#### [Задание 1]
В каком году, согласно исходному тексту, помещикам было дано право продавать крестьян без земли?
#### [Задание 2]
Воспроизведите из исходного текста всё от слов «Давайте признаем, что» и вниз до слов «реальных, живых младенцев208.» включительно.

#### [Исходный текст]
------------
Это невозможно объяснить европейцу. Ну, изобразил какой-нибудь Стендаль тупого офицера — не придет же из-за этого французам в голову возненавидеть офицерство и армию. А русский читатель из условного мира художественных образов выхватит Скалозуба и переносит его на землю, замещает им реального офицера. А уж если прочтет «После бала», то возненавидит всех полковников.
Это понял, на склоне дней, Чехов и пытался вразумить читателей и предупредить писателей. Но тоже как-то неохотно ему внимали. Он писал, что мир литературных образов условен, и его ни в коем случае нельзя использовать как описание реальной жизни, а тем более делать из него какие-то социальные и политические выводы. Образы литературы искажают действительность! В них явление или идея, поразившие писателя, даются в совершенно гипертрофированном виде. За верным отражением жизни человек должен обращаться к социологии и вообще к науке, но не к художественной литературе.
Давайте признаем, что мы уже более века поступаем как раз наоборот. Берем из книги художественный образ — и из него выводим нашу позицию в общественной жизни. Если вдуматься, страшное дело. Ведь писатель просто обязан придать именно личной, единичной судьбе («слезинке ребенка») космический размер — потрясти читателя, вызвать у него катарсис, очищение трагедией. Мы же вместо очищения потрясаемся именно космическим размером, воспринимаем его буквально — и готовы из-за этой слезинки перебить множество реальных, живых младенцев208.
Россия стала читающей страной, и уже с середины XIX века возникло глубокое противоречие. Русский человек читал художественную книгу, как текст Откровения, а писатель-то писал уже во многом как Андре Жид. Он уже был не Гоголь и не Пушкин. Это был кризис модернизации, отраженный в культуре — разные части диалога находились в двух существенно разных цивилизациях. Писатели могли вносить в этот неявный конфликт восприятия коррективы, но они этого не делали.
Как искажено литературой уже наше восприятие истории России! Прочитав в школе «Муму», мы создаем в нашем воображении страшный образ крепостного права. Ну что стоило дать в том же учебнике маленькую справку! Ведь мало кто знает, что число крепостных среди крестьян в России лишь на короткий срок достигло половины, а уже в 1830 г. составляло лишь 37%. Право продавать крестьян без земли было дано помещикам лишь в 1767 г. и отменено уже в 1802 г. (были лазейки, но уже и Чичикову пришлось непросто). Мы же в массе своей думаем, что помещики направо и налево распродавали крестьян, да еще старались разделить мужа и жену. Это же были случаи исключительные!
Понятно, что для писателя, который обращался к русскому читателю, свобода слова должна была быть исключена. В.В.Розанов упрекнул русскую литературу за безответственность. Но писатели XIX века еще не знали взрывной силы слова в русской культуре. Эта особенность русского ума была хорошо изучена советологами лишь в 70-е годы — и на ней была построена научно обоснованная технология «молекулярной агрессии в сознание». С этого момента на безответственность уже не спишешь. Трудно представить себе, что бы сказал В.В.Розанов, почитав Войновича.
------------
#### [Записи]
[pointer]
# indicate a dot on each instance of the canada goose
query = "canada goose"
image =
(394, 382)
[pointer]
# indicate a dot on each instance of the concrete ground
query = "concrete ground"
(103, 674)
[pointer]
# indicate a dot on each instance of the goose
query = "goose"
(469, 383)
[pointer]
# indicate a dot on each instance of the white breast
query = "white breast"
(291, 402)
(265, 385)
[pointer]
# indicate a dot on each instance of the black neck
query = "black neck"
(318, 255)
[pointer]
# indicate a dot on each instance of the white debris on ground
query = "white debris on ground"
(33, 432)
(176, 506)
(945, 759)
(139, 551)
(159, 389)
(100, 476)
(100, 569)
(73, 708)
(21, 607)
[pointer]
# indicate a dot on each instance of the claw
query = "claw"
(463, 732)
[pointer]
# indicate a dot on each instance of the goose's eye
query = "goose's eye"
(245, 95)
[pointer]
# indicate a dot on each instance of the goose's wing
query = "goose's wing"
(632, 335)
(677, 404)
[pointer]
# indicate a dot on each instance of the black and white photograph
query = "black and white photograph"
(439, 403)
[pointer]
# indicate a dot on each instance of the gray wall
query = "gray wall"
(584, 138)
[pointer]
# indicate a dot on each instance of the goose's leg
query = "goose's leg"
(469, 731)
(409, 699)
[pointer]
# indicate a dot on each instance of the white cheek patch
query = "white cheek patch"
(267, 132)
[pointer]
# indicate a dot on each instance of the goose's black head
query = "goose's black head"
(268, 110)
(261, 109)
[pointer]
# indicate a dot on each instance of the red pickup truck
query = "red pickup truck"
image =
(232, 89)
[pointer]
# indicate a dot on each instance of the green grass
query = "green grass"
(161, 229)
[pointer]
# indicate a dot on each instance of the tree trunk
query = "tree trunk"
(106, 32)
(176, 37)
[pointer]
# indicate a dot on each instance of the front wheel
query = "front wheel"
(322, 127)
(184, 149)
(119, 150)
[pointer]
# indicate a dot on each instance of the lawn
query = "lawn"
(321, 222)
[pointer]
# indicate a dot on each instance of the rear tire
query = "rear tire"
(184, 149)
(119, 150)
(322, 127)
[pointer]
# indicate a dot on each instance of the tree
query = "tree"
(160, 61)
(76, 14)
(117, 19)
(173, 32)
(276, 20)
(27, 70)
------------
#### [Результат 1]
Это право было дано помещикам в 1767 году.

#### [Результат 2]
Давайте признаем, что мы уже более века поступаем как раз наоборот. Берем из книги художественный образ — и из него выводим нашу позицию в общественной жизни. Если вдуматься, страшное дело. Ведь писатель просто обязан придать именно личной, единичной судьбе («слезинке ребенка») космический размер — потрясти читателя, вызвать у него катарсис, очищение трагедией. Мы же вместо очищения потрясаемся именно космическим размером, воспринимаем его буквально — и готовы из-за этой слезинки перебить множество реальных, живых младенцев208.